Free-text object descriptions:
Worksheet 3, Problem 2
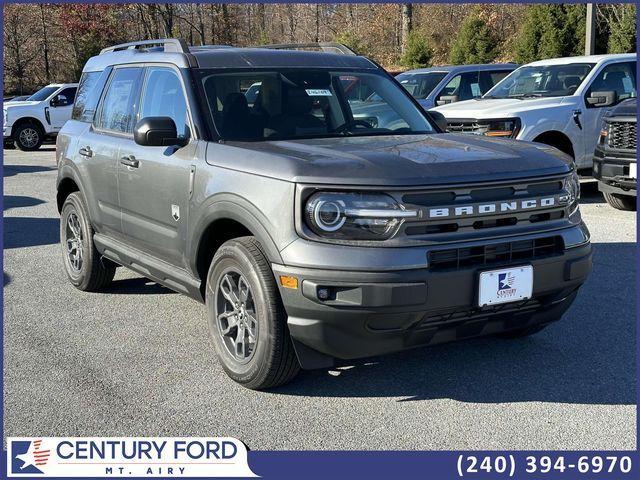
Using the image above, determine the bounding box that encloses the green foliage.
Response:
[334,31,367,56]
[400,31,433,69]
[449,16,498,65]
[514,5,586,63]
[607,5,637,53]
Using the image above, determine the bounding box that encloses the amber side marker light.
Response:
[485,131,513,137]
[279,275,299,289]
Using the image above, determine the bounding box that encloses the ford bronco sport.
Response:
[57,39,592,389]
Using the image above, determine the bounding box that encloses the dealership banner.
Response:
[7,437,258,477]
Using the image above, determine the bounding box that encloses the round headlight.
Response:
[313,200,346,232]
[304,192,418,241]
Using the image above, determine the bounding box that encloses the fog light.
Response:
[317,287,331,300]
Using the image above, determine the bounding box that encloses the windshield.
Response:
[27,86,59,102]
[197,69,435,141]
[485,63,595,99]
[396,72,448,99]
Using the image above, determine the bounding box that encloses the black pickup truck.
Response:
[594,98,637,211]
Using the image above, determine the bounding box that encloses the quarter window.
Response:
[96,67,143,133]
[72,69,111,123]
[139,67,189,137]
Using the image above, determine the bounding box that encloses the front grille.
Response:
[428,236,563,271]
[398,177,567,238]
[608,121,637,150]
[447,120,482,134]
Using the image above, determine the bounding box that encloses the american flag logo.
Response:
[14,438,51,472]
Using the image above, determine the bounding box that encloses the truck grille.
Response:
[397,177,568,239]
[447,120,482,134]
[428,236,563,271]
[608,121,637,150]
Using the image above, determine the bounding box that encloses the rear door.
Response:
[80,66,144,237]
[117,65,198,268]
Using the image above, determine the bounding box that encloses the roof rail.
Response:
[255,42,357,56]
[100,38,190,55]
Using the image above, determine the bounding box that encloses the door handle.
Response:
[79,146,93,157]
[120,155,140,168]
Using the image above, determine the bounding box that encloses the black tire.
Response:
[13,122,44,151]
[495,325,547,339]
[603,192,636,211]
[206,236,300,389]
[60,192,116,291]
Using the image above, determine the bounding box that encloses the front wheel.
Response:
[60,192,116,291]
[206,236,300,389]
[14,123,43,151]
[603,192,636,211]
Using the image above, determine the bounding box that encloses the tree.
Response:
[513,5,585,63]
[401,4,413,54]
[449,15,497,65]
[334,31,367,56]
[601,4,637,53]
[400,31,432,69]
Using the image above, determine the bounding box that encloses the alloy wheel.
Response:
[18,127,39,149]
[215,270,259,363]
[65,212,84,271]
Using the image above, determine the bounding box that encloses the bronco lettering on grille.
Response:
[427,196,564,219]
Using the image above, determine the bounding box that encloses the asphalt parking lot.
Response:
[3,147,636,450]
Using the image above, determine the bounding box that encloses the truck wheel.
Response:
[603,192,636,211]
[60,192,116,291]
[495,325,547,339]
[206,236,300,389]
[14,123,43,151]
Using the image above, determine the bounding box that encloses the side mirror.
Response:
[587,91,617,108]
[50,96,67,107]
[134,117,187,147]
[427,110,448,132]
[436,95,459,106]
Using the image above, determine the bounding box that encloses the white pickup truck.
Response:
[3,83,78,150]
[433,54,637,173]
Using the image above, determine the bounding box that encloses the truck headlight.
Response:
[305,192,418,240]
[564,171,580,215]
[481,118,521,138]
[599,123,609,145]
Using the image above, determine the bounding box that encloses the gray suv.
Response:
[57,39,592,389]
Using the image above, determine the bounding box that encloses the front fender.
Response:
[188,194,286,276]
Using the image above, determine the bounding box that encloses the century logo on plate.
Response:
[7,437,258,478]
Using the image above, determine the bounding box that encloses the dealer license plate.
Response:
[478,266,533,307]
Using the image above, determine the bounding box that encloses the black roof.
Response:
[190,47,377,69]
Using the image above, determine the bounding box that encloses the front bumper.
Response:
[273,225,592,368]
[593,145,636,196]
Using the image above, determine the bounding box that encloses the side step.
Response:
[93,233,203,302]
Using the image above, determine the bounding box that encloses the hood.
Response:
[432,96,574,118]
[211,134,572,186]
[4,100,41,108]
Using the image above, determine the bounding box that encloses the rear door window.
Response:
[95,67,143,134]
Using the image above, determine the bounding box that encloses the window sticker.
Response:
[305,89,332,96]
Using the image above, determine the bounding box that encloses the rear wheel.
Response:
[14,123,43,151]
[603,192,636,211]
[60,192,116,291]
[206,236,300,389]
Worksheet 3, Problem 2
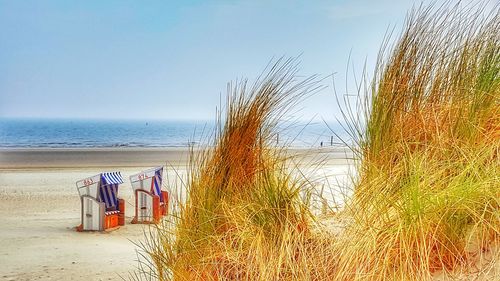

Task
Without including any pictures, repeat the records above exactly.

Exercise result
Worksheet 3, Problem 2
Using the image above, determine the bounding box that encloses the green foliage.
Response:
[334,31,367,56]
[400,31,433,69]
[449,16,498,65]
[514,5,586,63]
[607,5,637,53]
Using the image above, determine the bounding box that encloses the amber side marker light.
Response:
[485,131,513,137]
[279,275,299,289]
Using the image above, determine the bounding box that encloses the ford bronco sport.
Response:
[57,39,592,389]
Using the image above, determine the bounding box that encloses the dealership banner.
Response:
[7,437,258,477]
Using the image above, determine the bounding box that encloses the round headlight.
Response:
[313,200,346,232]
[304,192,418,241]
Using the image above, determine the bounding box that encloses the fog light.
Response:
[317,287,331,300]
Using the image above, determine the bounding box that encloses the windshield.
Response:
[27,86,59,102]
[197,69,435,141]
[485,63,595,99]
[396,72,448,99]
Using the image above, determine the bounding box that encloses the black pickup truck.
Response:
[594,98,637,211]
Using the image above, determine the bounding box that encloses the quarter window.
Response:
[96,67,143,133]
[72,69,111,123]
[139,67,189,137]
Using the image above, determine the bounding box that encloses the front grille.
Response:
[428,236,563,271]
[398,177,567,238]
[608,121,637,150]
[447,120,482,134]
Using the image above, determine the bounding box that encloses the american flag logo.
Response:
[14,438,51,472]
Using the image above, determine the bounding box that encloses the truck grille.
Response:
[397,177,568,239]
[447,120,482,134]
[428,236,563,271]
[608,121,637,150]
Using the image above, determine the bounding box that encloses the rear door.
Response:
[80,66,144,237]
[117,65,198,268]
Using the image above, determine the bounding box that encloses the roof rail.
Response:
[255,42,357,56]
[100,38,190,55]
Using the image above, determine the bounding box that encloses the door handle.
Response:
[79,146,93,157]
[120,155,140,168]
Using the image above, determine the bounding box that encloses the black tire.
Response:
[13,122,44,151]
[495,325,547,339]
[603,192,636,211]
[206,236,300,389]
[60,192,116,291]
Using the image above, determine the bounding box that encloses the front wheel.
Response:
[60,192,116,291]
[206,236,300,389]
[14,123,43,151]
[603,192,636,211]
Using the image above, determine the bounding box that encloses the tree.
Response:
[513,5,585,63]
[401,4,413,54]
[449,15,497,65]
[334,31,367,56]
[601,4,637,53]
[400,31,432,69]
Using the image above, determine the bounding box that encloses the alloy wheel.
Response:
[18,127,39,149]
[215,270,259,363]
[65,212,84,271]
Using the image above, determine the bounding box that encloses the bronco lettering on grille.
Response:
[427,196,564,219]
Using the image above, determine the bounding box that encloses the asphalt parking lot.
Response:
[3,147,636,450]
Using the image above, determine the bounding box that encloses the truck wheel.
Response:
[603,192,636,211]
[60,192,116,291]
[495,325,547,339]
[206,236,300,389]
[14,123,43,151]
Using the image above, determine the bounding box that encloses the side mirror.
Response:
[587,91,617,108]
[50,96,67,107]
[134,117,187,147]
[427,110,448,132]
[436,95,459,106]
Using the image above, determine the bounding box that encloses the white pickup truck.
Response:
[3,83,78,150]
[433,54,637,173]
Using the image above, determine the bounding box that encloses the truck headlight.
Response:
[305,192,418,240]
[564,171,580,215]
[481,118,521,138]
[599,123,609,145]
Using the image above, determine the bounding box that encloses the gray suv.
Response:
[57,39,592,389]
Using the image above, determine the bounding box that encloses the front fender.
Response:
[188,194,286,276]
Using the image above, determine the bounding box that encloses the century logo on plate.
Response:
[7,437,258,478]
Using the image above, determine the bounding box that encloses the dealer license plate.
Response:
[478,266,533,307]
Using the image above, determine the bounding box that encloses the black roof.
Response:
[190,47,377,69]
Using the image above, determine the bounding box that encloses the front bumper.
Response:
[273,225,592,368]
[593,145,636,196]
Using the image above, determine the bounding box that encloses the side step.
Response:
[93,233,203,302]
Using the image above, determine the bounding box that encloses the hood.
Response:
[432,96,574,118]
[211,134,572,186]
[4,100,41,108]
Using the image above, determine the bounding box that encloses the rear door window.
Response:
[95,67,143,134]
Using the image above, determine the bounding box that encloses the window sticker.
Response:
[305,89,332,96]
Using the image above, determine the bounding box that encloses the rear wheel.
Response:
[14,123,43,151]
[603,192,636,211]
[60,192,116,291]
[206,236,300,389]
Worksheet 3, Problem 2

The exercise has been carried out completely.